Passage to read
______________________________
The Skills section tells students to "organize interpretations of literature around several clear ideas" and to "justify interpretations of literature through sustained use of examples and textual evidence," which asks students to arrange reasons and support them with evidence. The Relationship Web and Relationship Words activities require students to write at least two sentences describing each relationship and to "support your descriptions with examples from the text, including the characters' thoughts, words, and actions." The Parent Plan prompts ask students to explain predictions and provide examples from the book to support their descriptions.
Students brainstorm similarities and differences between Tree-ear's relationships and record ideas in a four-section organizer labeled for each relationship, similarities, and differences. Students complete essay organizers that prompt an introduction, topic sentences for body paragraphs, spaces to list similarities/differences, and lines to record text-based support for each point. Students are evaluated with a rubric that requires specific examples for support and an organizational score for following the outline (introduction, comparison paragraph, contrast paragraph, conclusion).
Unit 5

Unit 5: Independent Study

Students are asked to research multiple points of view on a controversial topic (Steps to Independent Study: find sources, record information, write an argumentative essay). Students complete a "Point of View" chart that requires them to list how different stakeholders would support or oppose the Dakota Access Pipeline and to note reasons for each position. The Argumentative Essay Rubric and Independent Study Rubric require students to organize their essay (Organization category) and evaluate clarity and effectiveness of ideas, and the research process prompts students to use note-taking and multiple sources.
______________________________
Material
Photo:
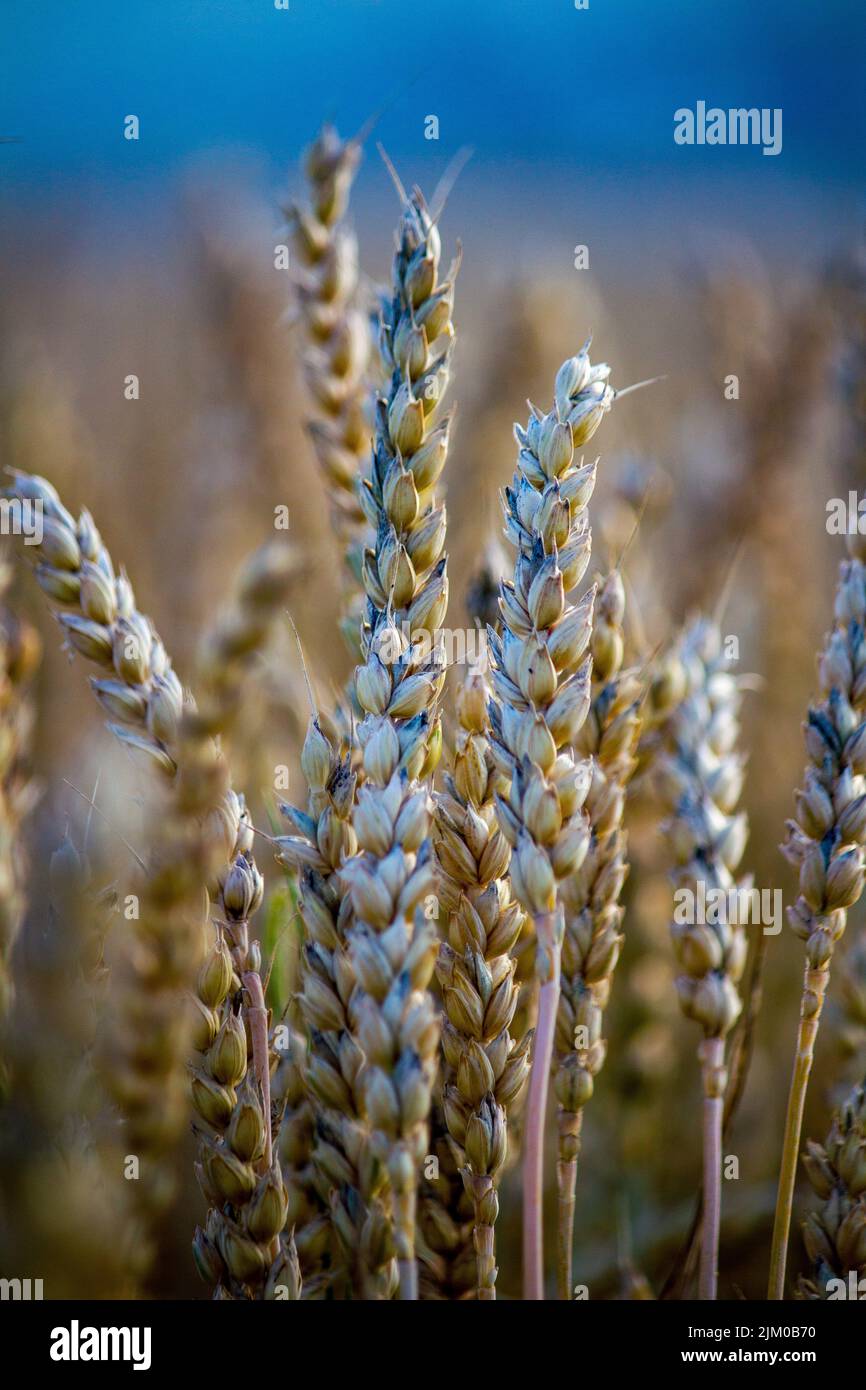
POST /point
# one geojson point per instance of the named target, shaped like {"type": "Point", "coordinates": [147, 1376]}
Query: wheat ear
______________________________
What this exercise asks
- a) In the passage describing the literature units, which controversial topic does the Unit 5 "Point of View" chart ask students to examine?
- b) Pick up the passage describing the literature units and carry it on from its final sentence.

Outputs
- a) The Dakota Access Pipeline.

- b)
The lesson repeatedly instructs students to consider multiple points of view before determining a position and asks them to brainstorm controversial issues that have differing opinions. Students complete KWM charts and research plans to record what they know, what they want to know, and why the topic matters, and the Skills list requires including evidence from formal research sources. The "Just Right Questions" and "Focusing Your Topic" activities guide students to form focused, open-ended, and important essay questions and to refine those questions based on criteria.
Students are asked to create a position statement (example provided) and to develop 4–5 research questions supporting their position and 2–3 questions for the opposing argument (Activity 6). Students must find at least three opinions from different stakeholders and record three supporting details for each on a Blank Stakeholders Chart (Activity 5). Students use gathering grids or note cards to record evidence from multiple sources and complete a Works Cited page, which organizes sources and evidence for later use.
The lesson directs students to write a clear position statement in the Introduction and provides an outline template where students write their thesis/position. It requires students to develop body paragraphs with topic sentences, reasoning, and multiple pieces of evidence, and tells students to organize arguments from least important to most important. The lesson explicitly requires a Counterarguments paragraph where students acknowledge opposing points of view and briefly state why they disagree, and it gives prompts and space on activity pages for opposing points and counterarguments.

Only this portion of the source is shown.